Set problem => Can you reproduce the items from the line containing "Every instance of the building roof" through the end of the items, both ends included and nothing else, keeping each request line as is but scaling every coordinate in the answers by 0.9 and rounding to whole numbers, with halves rounded up?

Input records =>
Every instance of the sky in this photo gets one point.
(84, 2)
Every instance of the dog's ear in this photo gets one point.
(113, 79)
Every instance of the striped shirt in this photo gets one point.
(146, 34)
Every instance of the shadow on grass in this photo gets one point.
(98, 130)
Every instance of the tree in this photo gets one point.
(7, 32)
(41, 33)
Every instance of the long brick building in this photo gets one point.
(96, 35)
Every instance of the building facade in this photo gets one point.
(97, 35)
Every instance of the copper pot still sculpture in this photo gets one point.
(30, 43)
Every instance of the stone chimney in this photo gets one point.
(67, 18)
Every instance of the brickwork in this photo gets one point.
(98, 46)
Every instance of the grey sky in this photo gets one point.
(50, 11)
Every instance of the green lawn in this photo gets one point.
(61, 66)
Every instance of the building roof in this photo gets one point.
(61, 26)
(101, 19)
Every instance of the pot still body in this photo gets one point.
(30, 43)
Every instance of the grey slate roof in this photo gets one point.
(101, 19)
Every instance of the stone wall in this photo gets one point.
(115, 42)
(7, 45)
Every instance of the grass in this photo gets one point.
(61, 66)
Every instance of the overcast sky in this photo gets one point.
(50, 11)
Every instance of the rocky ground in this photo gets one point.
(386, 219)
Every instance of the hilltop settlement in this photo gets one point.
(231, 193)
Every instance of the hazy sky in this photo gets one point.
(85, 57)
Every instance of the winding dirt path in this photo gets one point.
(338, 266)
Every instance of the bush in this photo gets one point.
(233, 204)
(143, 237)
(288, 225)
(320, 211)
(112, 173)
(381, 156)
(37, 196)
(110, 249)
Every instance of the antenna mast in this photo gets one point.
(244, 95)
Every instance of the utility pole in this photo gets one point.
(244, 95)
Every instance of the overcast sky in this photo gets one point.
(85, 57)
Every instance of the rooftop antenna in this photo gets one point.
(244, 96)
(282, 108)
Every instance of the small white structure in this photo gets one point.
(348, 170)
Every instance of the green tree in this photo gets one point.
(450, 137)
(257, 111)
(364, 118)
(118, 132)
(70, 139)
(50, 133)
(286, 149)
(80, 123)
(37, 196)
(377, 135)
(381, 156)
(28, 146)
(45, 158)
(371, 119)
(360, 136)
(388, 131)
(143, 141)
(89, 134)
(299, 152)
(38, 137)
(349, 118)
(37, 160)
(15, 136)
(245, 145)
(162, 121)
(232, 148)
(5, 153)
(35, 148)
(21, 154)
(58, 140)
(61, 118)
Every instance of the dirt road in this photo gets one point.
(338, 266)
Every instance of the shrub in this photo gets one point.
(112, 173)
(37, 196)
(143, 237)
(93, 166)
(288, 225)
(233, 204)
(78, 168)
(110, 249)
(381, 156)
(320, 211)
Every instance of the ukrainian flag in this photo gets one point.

In response =>
Every instance of the building roof in this photo gets one point.
(55, 23)
(91, 17)
Every instance of the pot still body in this photo gets one point.
(27, 39)
Every instance of the grey slate roof in this photo gets one point.
(91, 17)
Every instance of the stone wall in this photo gets one point.
(104, 38)
(6, 41)
Every instance of the grass in this photo gets one point.
(55, 59)
Every instance of the overcast sky in this photo gets one point.
(45, 10)
Every instance of the rocky ground in this photo gets one point.
(347, 197)
Every instance of the hilltop settlement in this photo gets one point.
(208, 174)
Every instance of the hazy sky in this photo gets one point.
(77, 51)
Every instance of the winding dirt path in this photo gets one point.
(304, 239)
Every instance of the bush in this photo gets one point.
(210, 184)
(129, 213)
(259, 203)
(288, 190)
(101, 156)
(343, 140)
(33, 176)
(99, 224)
Every instance of the antenna mast in this photo gets one point.
(220, 86)
Every instance of the utility pole in this photo gets one point.
(220, 86)
Every instance of the overcast sky in this photo gets one point.
(77, 51)
Every instance of the rooftop antenna in this photo gets one point.
(220, 86)
(254, 97)
Every instance of the small white structure in this photo gets one point.
(313, 153)
Every instance of the green tree in this photo gets one point.
(405, 123)
(231, 100)
(328, 106)
(106, 119)
(63, 125)
(45, 120)
(257, 134)
(72, 111)
(33, 176)
(339, 122)
(343, 140)
(25, 131)
(41, 142)
(334, 107)
(324, 122)
(349, 118)
(129, 127)
(80, 121)
(269, 137)
(34, 123)
(314, 106)
(33, 144)
(14, 122)
(221, 131)
(146, 109)
(209, 133)
(5, 138)
(32, 133)
(19, 139)
(52, 126)
(55, 106)
Every instance of the dirt road in this photo gets one point.
(304, 239)
Every instance of the shrub in this photo gets one point.
(101, 156)
(33, 176)
(129, 213)
(84, 149)
(259, 203)
(210, 184)
(70, 151)
(99, 224)
(343, 140)
(288, 190)
Every instance of the ukrainian flag in this photo gets one point.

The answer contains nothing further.